### WORK ITEM
Down to the last line below, give the listing again exactly.

### TASK INPUT
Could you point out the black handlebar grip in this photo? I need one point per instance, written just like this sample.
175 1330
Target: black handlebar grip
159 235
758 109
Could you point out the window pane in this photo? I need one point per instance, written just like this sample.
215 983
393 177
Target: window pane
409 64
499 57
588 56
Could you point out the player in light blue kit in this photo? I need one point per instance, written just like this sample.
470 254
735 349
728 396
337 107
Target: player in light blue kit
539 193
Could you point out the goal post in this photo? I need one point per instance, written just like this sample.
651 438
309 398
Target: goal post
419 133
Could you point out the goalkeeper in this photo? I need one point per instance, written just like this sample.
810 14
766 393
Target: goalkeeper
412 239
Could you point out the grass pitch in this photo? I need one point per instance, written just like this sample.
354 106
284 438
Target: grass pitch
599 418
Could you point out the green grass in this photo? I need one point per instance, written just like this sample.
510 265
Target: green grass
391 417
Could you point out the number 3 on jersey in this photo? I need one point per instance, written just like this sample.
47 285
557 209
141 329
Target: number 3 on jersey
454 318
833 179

### WRITTEN ANSWER
Could you point out the black handlebar grip in this photo? I need one point per instance, written just like this sample.
175 1330
Target: black handlebar grip
159 235
758 109
Could you point out the window pane in this photo? I need one point per instance, written just like this sample.
215 983
393 177
Target: window pane
409 64
499 57
588 56
Could you point out the player in light blue kit in this photo? I need one point per instance, written just like this sample.
470 254
735 349
728 396
337 107
Target: player in light blue kit
539 193
Could you point out the goal post in this photo? I need one point per instance, written just like this sample.
651 438
309 398
Target: goal post
419 133
Could you point out the goalkeeper in this photo? I need one point per instance, written just like this sample.
810 14
766 393
Target: goalkeeper
412 239
Could you point out the grass pitch in this photo? I need one point per instance, written just like this sample.
354 106
284 438
Target: grass pitch
599 418
Could you point out the green grass in this photo? I need one point per instance, written just like this sample.
510 265
Target: green grass
391 417
Could you point out the number 3 on jersey in this photo? I need one point per instance, written just like this sample.
47 285
557 209
141 329
Target: number 3 on jersey
454 318
833 179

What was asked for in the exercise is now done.